Book Review – The Impossible Girl by Lydia Kong

First published, 2018

⭐ ⭐ ⭐ ⭐ ⭐

In 1850s New York, Cora Lee, a young woman, born out of wedlock with a mysterious heart condition, to a wealthy socialite and an unknown Chinese sailor, carries out her best work after dark.

Cora, her alter-ego Jacob, and a small gaggle of men, are grave-robbers. In an era of medical advancement some of the biggest discoveries can only come from detailed examination of the newly-deceased, and this is how the secretly-afflicted Cora can justify her actions and the list of patients she has garnered from some of the city’s busiest doctors.

However, when someone starts murdering the people on Cora’s list, and with the introduction of medical student and would-be resurrectionist, Theodore Flint, will Cora’s second heart prove a prize too grand to pass up?

Another beautifully-written novel by Lydia Kang. The language and settings were evocative and crisply-drawn. The characters were richly observed, the dialogue fascinating. I didn’t know anything of the flash language before picking up this book, but was perfectly able to keep up with the street-speak of nineteenth century Manhattan. The story had me gripped from the outset and I remained on the edge of my seat throughout. Gorgeous.

SOURCE MATERIAL:
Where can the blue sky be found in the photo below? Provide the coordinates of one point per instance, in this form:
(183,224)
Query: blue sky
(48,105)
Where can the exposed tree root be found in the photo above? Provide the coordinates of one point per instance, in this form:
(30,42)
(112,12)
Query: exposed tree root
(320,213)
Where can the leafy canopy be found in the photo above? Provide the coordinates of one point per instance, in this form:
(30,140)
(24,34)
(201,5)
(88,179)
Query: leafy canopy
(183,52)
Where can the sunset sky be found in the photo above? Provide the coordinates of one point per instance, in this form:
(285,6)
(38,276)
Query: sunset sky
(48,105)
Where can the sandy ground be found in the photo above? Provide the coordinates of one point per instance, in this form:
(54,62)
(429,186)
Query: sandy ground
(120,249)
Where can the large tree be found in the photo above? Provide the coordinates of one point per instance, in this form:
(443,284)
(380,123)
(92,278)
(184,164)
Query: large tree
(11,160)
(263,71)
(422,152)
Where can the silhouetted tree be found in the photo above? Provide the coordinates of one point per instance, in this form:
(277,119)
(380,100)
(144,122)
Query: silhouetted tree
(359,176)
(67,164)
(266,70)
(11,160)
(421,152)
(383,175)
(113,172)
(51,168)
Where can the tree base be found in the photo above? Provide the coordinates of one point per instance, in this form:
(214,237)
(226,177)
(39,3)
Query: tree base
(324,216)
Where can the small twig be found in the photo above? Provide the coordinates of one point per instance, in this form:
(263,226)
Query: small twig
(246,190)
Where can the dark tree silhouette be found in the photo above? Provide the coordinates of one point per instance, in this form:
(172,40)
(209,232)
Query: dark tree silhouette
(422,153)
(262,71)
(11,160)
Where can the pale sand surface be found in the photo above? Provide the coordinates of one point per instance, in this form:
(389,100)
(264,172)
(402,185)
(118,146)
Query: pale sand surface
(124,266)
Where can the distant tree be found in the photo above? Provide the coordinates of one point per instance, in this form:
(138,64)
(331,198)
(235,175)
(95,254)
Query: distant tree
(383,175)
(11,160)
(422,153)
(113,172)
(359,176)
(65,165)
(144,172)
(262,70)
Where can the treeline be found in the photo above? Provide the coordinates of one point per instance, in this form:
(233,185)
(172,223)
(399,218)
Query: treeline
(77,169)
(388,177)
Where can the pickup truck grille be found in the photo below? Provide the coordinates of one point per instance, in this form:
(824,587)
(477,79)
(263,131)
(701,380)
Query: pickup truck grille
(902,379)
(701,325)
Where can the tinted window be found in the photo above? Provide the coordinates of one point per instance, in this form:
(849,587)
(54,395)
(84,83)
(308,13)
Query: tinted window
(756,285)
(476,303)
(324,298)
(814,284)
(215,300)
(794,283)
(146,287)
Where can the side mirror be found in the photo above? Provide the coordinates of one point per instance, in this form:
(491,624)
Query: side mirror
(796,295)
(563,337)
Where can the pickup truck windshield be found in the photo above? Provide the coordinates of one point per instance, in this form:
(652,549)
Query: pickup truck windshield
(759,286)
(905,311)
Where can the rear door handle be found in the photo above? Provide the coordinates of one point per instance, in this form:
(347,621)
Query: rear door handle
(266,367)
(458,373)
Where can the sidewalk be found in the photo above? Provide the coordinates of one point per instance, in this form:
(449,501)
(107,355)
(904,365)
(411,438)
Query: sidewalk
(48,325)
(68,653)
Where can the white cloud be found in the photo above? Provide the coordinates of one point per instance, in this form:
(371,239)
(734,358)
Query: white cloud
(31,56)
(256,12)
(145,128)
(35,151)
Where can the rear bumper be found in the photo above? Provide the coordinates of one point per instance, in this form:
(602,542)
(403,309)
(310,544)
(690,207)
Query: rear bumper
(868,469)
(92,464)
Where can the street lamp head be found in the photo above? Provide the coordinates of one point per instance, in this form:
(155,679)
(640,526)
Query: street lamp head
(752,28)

WHAT THE TASK ASKS: Reproduce the part of the book review between "Book Review –" and "work after dark.", inclusive, with every word and punctuation mark unchanged.

RESPONSE AREA:
Book Review – The Impossible Girl by Lydia Kong

First published, 2018

⭐ ⭐ ⭐ ⭐ ⭐

In 1850s New York, Cora Lee, a young woman, born out of wedlock with a mysterious heart condition, to a wealthy socialite and an unknown Chinese sailor, carries out her best work after dark.